WORK TO COMPLETE:
- a) In the fishing thread, copy the part that opens with the words containing "## BridgerM (Jul" and closes with "snaggers in action.", swapping "snaggers" for "anglers".
- b) Using the Willard fishing thread, mark each statement as yes or no, and back each answer with the exact words from the thread that settle it. (i) The daydream ended with a call about an emergency job. (ii) The trolling speed was 2 mph. (iii) The first wiper hooked weighed 7 lb.
- c) In the Willard fishing thread, how long were the crappie caught in the marina?

# What a day at Willard



## fish1on (Jan 12, 2009)

Mind you, this was what I was thinking about all day at work and it never really happend.  

Finaly got my boat out for its maiden 2013 voyage. Arrived at the North marina at 6 a.m. clear skies, no "W", and weather reports for a great 73 degree day. Prepped the boat, muscle survey on dash and in boat, checked gear, grabbed my lunch/drink cooler, and proceeded to back down the launch ramp. 

Decided to hit up the marina for a few crappie....not even 10 minutes and WHAM! I am in to a bunch of nice 10-12 inch slabs. Keep a few for a nice fish fry and decide to move out to the main lake for some wipers or eyes. 

Started trolling the freeway bay area with one setup of a clown colored shad rappala and the other a maniac minnow. Trolling @ 1.7 mph. One setup on leaded line and the other off my downrigger at 10'. Almost got to feed lot and all a sudden POP goes my release and its FISH ON! Yup, a 7 lb wiper and me are about to do battle. Needless to say, the rest of the day was wiper after wiper.....Whew! my arms are killing me.

Then I got a call for yet another emergency job and my day dream was over! :evil:


----------



## brookieguy1 (Oct 14, 2008)

That's about enough of that tomfoolery! I knew you were BSing at the mention of 73 degrees.


----------



## Mavis13 (Oct 29, 2007)

You forgot to imagine the north marina is closed because of an oil spill...
Maybe it will stunt a few mosquitos.


----------



## BridgerM (Jul 20, 2012)

Sounds like a great day. I'll try to have the same at work tomorrow


----------



## Grandpa D (Sep 7, 2007)

I didn't know that today was April first.
Speaking of Willard, I may run out there in the morning and watch the snaggers in action.
I would like to see a few of them getting caught and ticketed.

DATA PROVIDED:
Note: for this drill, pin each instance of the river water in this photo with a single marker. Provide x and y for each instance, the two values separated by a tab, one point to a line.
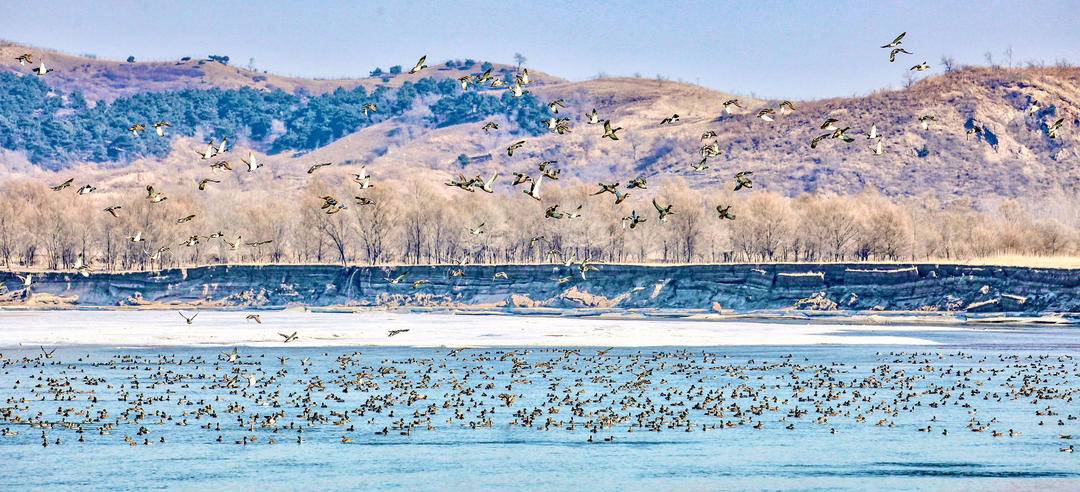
670	418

SOLUTIONS:
- a)
## BridgerM (Jul 20, 2012)

Sounds like a great day. I'll try to have the same at work tomorrow


----------



## Grandpa D (Sep 7, 2007)

I didn't know that today was April first.
Speaking of Willard, I may run out there in the morning and watch the anglers in action.

- b)
(i) Yes: "Then I got a call for yet another emergency job and my day dream was over!"
(ii) No: "Trolling @ 1.7 mph."
(iii) Yes: "Yup, a 7 lb wiper and me are about to do battle."

- c) They were 10-12 inch slabs.